* _WHAT TO DO_:
Word for word, give again the lines of the material below, from the one holding "need bbox / wide-brimmed" to the last, with nothing added.
-=-=-=-=-
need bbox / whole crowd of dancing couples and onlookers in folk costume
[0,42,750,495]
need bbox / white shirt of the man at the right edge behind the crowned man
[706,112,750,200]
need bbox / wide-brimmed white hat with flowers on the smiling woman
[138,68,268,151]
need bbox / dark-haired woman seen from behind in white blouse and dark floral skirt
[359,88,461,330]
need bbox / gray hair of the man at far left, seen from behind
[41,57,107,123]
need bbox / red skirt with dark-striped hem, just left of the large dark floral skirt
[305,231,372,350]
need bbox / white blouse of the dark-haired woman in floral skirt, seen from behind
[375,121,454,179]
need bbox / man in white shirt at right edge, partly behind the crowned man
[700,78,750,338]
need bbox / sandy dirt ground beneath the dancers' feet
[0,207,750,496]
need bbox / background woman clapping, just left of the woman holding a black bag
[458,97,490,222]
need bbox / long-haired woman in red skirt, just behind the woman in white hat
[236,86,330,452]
-=-=-=-=-
* _WRITTEN RESPONSE_:
need bbox / wide-brimmed white hat with flowers on the smiling woman
[138,68,268,151]
need bbox / dark-haired woman seen from behind in white blouse and dark floral skirt
[359,88,461,330]
need bbox / gray hair of the man at far left, seen from behind
[41,57,107,123]
need bbox / red skirt with dark-striped hem, just left of the large dark floral skirt
[305,231,372,350]
need bbox / white blouse of the dark-haired woman in floral skirt, seen from behind
[375,121,454,179]
need bbox / man in white shirt at right edge, partly behind the crowned man
[700,78,750,338]
need bbox / sandy dirt ground beneath the dancers' feet
[0,207,750,496]
need bbox / background woman clapping, just left of the woman holding a black bag
[458,97,490,222]
need bbox / long-haired woman in red skirt, just behind the woman in white hat
[236,86,330,452]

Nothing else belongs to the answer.